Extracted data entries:
"""

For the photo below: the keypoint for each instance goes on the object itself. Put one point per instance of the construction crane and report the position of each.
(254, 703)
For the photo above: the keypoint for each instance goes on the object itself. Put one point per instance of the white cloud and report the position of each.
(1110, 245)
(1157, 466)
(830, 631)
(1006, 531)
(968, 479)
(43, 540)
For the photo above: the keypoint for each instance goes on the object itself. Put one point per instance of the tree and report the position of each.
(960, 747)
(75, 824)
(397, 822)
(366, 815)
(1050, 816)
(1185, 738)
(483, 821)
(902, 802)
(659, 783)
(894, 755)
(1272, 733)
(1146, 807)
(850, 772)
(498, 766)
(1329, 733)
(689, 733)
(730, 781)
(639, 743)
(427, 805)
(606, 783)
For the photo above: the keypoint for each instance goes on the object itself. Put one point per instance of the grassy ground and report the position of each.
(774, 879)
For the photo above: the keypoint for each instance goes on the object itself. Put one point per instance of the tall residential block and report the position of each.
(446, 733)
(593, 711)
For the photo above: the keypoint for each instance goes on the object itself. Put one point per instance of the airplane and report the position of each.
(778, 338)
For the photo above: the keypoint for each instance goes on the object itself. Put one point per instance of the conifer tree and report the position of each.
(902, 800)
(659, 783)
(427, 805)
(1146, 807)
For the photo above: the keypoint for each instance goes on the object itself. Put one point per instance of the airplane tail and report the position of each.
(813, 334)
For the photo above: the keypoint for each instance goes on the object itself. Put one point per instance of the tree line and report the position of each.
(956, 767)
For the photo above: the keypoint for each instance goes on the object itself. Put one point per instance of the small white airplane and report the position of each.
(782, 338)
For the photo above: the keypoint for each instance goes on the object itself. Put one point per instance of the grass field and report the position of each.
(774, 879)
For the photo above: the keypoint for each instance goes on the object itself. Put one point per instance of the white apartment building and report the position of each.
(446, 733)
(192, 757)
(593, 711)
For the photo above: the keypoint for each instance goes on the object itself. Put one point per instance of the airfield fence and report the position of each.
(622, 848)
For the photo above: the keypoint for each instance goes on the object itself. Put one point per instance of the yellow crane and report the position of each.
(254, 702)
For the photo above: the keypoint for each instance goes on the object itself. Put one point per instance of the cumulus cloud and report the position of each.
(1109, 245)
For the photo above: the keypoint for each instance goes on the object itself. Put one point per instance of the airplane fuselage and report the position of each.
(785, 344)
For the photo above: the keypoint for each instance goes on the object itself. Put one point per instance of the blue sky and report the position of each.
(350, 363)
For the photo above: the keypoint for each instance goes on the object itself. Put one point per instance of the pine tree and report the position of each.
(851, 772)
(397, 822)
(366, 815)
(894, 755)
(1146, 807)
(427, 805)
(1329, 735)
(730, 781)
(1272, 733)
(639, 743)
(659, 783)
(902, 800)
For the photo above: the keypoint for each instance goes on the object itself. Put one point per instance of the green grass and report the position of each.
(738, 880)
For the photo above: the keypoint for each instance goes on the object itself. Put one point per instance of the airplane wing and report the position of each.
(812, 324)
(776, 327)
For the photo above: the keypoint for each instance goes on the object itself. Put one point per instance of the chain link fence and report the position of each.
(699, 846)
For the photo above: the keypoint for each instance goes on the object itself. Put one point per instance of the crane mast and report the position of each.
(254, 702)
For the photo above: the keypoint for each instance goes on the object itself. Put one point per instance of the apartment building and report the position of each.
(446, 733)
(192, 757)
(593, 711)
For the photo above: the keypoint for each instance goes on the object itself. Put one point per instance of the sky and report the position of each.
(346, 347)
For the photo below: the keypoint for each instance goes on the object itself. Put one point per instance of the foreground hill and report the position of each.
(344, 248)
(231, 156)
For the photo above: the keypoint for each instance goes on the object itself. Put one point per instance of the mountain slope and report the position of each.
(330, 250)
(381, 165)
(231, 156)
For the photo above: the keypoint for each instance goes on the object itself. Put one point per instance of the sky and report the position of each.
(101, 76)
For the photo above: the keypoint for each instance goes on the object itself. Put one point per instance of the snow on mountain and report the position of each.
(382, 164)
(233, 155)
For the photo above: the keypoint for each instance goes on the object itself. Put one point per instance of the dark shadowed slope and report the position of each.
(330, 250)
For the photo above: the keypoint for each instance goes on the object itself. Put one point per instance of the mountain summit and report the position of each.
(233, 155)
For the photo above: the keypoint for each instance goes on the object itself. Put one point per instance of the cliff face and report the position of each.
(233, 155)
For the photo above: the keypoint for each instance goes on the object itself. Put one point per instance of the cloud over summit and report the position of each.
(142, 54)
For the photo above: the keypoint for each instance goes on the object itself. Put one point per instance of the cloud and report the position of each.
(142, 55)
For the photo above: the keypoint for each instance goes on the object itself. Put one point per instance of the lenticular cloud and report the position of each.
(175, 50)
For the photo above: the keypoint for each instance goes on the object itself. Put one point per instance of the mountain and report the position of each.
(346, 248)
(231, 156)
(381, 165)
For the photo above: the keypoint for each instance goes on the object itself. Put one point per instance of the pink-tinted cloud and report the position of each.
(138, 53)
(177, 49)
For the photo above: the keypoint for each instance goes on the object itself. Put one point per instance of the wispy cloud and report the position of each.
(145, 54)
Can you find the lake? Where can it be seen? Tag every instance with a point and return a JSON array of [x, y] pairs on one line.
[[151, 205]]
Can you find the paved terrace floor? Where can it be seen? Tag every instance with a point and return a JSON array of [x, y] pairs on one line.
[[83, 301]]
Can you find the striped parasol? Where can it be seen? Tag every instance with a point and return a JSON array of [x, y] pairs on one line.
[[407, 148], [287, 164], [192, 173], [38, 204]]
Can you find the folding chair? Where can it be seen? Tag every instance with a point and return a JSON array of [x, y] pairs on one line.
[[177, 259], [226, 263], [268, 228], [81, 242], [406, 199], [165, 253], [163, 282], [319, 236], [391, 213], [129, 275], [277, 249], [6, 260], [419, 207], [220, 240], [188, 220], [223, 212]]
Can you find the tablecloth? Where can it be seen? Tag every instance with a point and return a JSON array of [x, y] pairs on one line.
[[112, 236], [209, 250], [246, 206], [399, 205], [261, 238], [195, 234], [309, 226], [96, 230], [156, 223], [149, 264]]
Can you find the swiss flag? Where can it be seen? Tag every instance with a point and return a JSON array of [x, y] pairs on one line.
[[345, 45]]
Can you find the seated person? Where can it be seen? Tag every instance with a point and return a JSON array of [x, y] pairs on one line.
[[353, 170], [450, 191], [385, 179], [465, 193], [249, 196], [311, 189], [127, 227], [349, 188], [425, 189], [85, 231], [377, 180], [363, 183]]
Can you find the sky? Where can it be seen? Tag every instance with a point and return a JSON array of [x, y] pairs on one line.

"""

Output all of the records exactly, with nothing omitted.

For the photo below: the keypoint for each instance goes on the object itself. Put one point per instance of the construction crane and report the position of each.
(254, 703)
For the photo above: the keypoint for each instance goes on the object itself. Put one point per instance of the white cloud and report the position of each.
(1110, 245)
(1157, 466)
(830, 631)
(1006, 531)
(968, 479)
(43, 540)
For the photo above: the keypoint for each instance goes on the object itself. Put one point per instance of the tree and report the position of each.
(960, 747)
(75, 824)
(397, 822)
(366, 815)
(1050, 816)
(1185, 738)
(483, 821)
(902, 802)
(659, 783)
(894, 755)
(1272, 733)
(1146, 807)
(850, 772)
(498, 766)
(1329, 733)
(689, 733)
(730, 781)
(639, 743)
(427, 805)
(606, 783)
For the photo above: the keypoint for each instance goes on the object itself. Put one point per instance of the grassy ground and report the position of each.
(774, 879)
For the photo above: the keypoint for each instance goes on the object itself. Put one point per instance of the tall residential block and report the position of each.
(446, 733)
(593, 711)
For the photo above: the keypoint for each instance goes on the object itself. Put one point per instance of the airplane and report the position of each.
(778, 338)
For the photo above: the keypoint for each instance goes on the object itself. Put one point per instance of the conifer tree and report the position of each.
(902, 800)
(659, 783)
(427, 805)
(1146, 807)
For the photo above: the keypoint for each instance goes on the object itself. Put one point per instance of the airplane tail and report the position of each.
(813, 334)
For the photo above: the keypoint for each instance goes on the object itself. Put one point per instance of the tree line and report the position of each.
(956, 767)
For the photo above: the keypoint for each instance goes on the object itself. Put one point per instance of the small white airplane and report the position of each.
(782, 338)
For the photo above: the keypoint for each instance goes on the object itself. Put one point per instance of the grass field and report the position of each.
(774, 879)
For the photo above: the keypoint for each instance goes on the object itself. Put one point per instance of the white apartment building and report the position of each.
(446, 733)
(192, 757)
(593, 711)
For the photo above: the keypoint for each instance goes on the object itself. Put one point per instance of the airfield fence and report the position of each.
(622, 848)
For the photo above: the keypoint for each instance goes on the object itself. Put one point per instance of the yellow crane and report the position of each.
(254, 702)
For the photo above: the keypoint for each instance goes on the object itself. Put one point per instance of the cumulus cloud and report the position of each.
(1109, 245)
For the photo above: the keypoint for each instance goes on the object itself. Put one point per instance of the airplane fuselage and report the position of each.
(785, 344)
For the photo above: the keypoint for each instance goes on the object itself. Put one point per instance of the blue sky and report the position of each.
(350, 363)
For the photo above: the keypoint for each instance goes on the object itself. Put one point per instance of the pine tree and report the position of each.
(851, 772)
(397, 822)
(366, 815)
(894, 755)
(1146, 807)
(427, 805)
(1329, 735)
(730, 781)
(1272, 733)
(639, 743)
(659, 783)
(902, 800)
For the photo above: the keypoint for each instance goes on the object itself. Put one point per instance of the green grass and report the position of each.
(738, 880)
For the photo above: the keypoint for each instance goes on the object itself. Put one point per instance of the airplane wing and report the position of each.
(812, 324)
(776, 327)
For the photo above: the keypoint for each instance goes on the object itself. Put one point per instance of the chain link fence and report the position of each.
(699, 846)
For the photo above: the keypoint for each instance goes on the object itself. Put one point per instance of the crane mast and report the position of each.
(254, 702)
For the photo above: the keypoint for each instance goes on the object itself. Put one point per instance of the apartment building and report the position of each.
(446, 733)
(192, 757)
(593, 711)
For the photo above: the keypoint for each instance goes on the object itself. Put one point per instance of the sky and report the position of each.
(346, 347)
For the photo below: the keypoint for each instance goes on the object itself. Put one point per instance of the foreground hill and report the position of each.
(344, 248)
(231, 156)
For the photo above: the keypoint for each instance goes on the object itself. Put one point per instance of the mountain slope and report the position of each.
(330, 250)
(381, 165)
(231, 156)
For the photo above: the keypoint for each instance goes on the object itself. Put one point per instance of the sky and report the position of each.
(101, 76)
For the photo above: the keypoint for each instance goes on the object itself. Put one point per instance of the snow on mountain and report the position of each.
(382, 164)
(233, 155)
For the photo above: the keypoint for each instance goes on the object itself. Put one point per instance of the dark shadowed slope and report the position of each.
(330, 250)
For the photo above: the keypoint for each instance goes on the object itself. Put one point per instance of the mountain summit and report the position of each.
(233, 155)
For the photo above: the keypoint for each instance goes on the object itself. Put one point per instance of the cliff face and report the position of each.
(233, 155)
For the photo above: the keypoint for each instance goes on the object itself. Put one point per instance of the cloud over summit and report the position of each.
(142, 54)
For the photo above: the keypoint for each instance goes on the object itself. Put one point per instance of the cloud and report the position of each.
(142, 55)
For the photo above: the keypoint for each instance goes on the object itself. Put one point per instance of the lenticular cloud and report the position of each.
(175, 50)
For the photo above: the keypoint for each instance goes on the object itself. Put one point per instance of the mountain and report the position of each.
(346, 248)
(231, 156)
(381, 165)
For the photo above: the keypoint for each instance goes on the object itself. Put one point per instance of the pink-tinted cloud and report the position of each.
(138, 53)
(177, 49)
For the photo above: the keypoint for each instance goes on the object itself. Put one point per instance of the wispy cloud and report the position of each.
(145, 54)
Can you find the lake? Where can it be seen? Tag every instance with a point and return a JSON array of [x, y] pairs on one line.
[[151, 205]]
Can you find the paved terrace floor? Where can it be seen? Tag every instance with a point and return a JSON array of [x, y] pairs on one line.
[[83, 301]]
Can you find the striped parasol? Where can it be seen? Tag every instance with a point and return a JSON array of [x, y] pairs on one line.
[[407, 148], [287, 164], [192, 173], [38, 204]]
Can you find the folding chair? Where can it be seen? Tag every instance with a point and return a JSON array of [x, y] pairs on one line.
[[177, 259], [226, 263], [268, 228], [81, 242], [406, 199], [165, 253], [163, 282], [319, 236], [391, 213], [129, 275], [277, 249], [6, 260], [419, 207], [220, 240], [188, 220], [223, 212]]
Can you find the tablecloth? Where can it be seen? Tag every instance with a point and return a JSON array of [x, y] pairs on one line.
[[112, 236], [209, 250], [246, 206], [399, 205], [261, 238], [195, 234], [309, 226], [96, 230], [156, 223], [149, 264]]
Can you find the swiss flag? Where can it be seen? Tag every instance with a point and return a JSON array of [x, y] pairs on one line.
[[345, 45]]
Can you find the seated person? Where can it be seen? Tag every instance with a point and return a JSON array of [x, y] pairs on one line.
[[353, 170], [450, 191], [385, 179], [465, 193], [249, 196], [311, 189], [127, 227], [349, 188], [425, 189], [85, 231], [377, 180], [363, 183]]
Can you find the sky? Where can it be seen? Tag every instance with a point and return a JSON array of [x, y] pairs on one line.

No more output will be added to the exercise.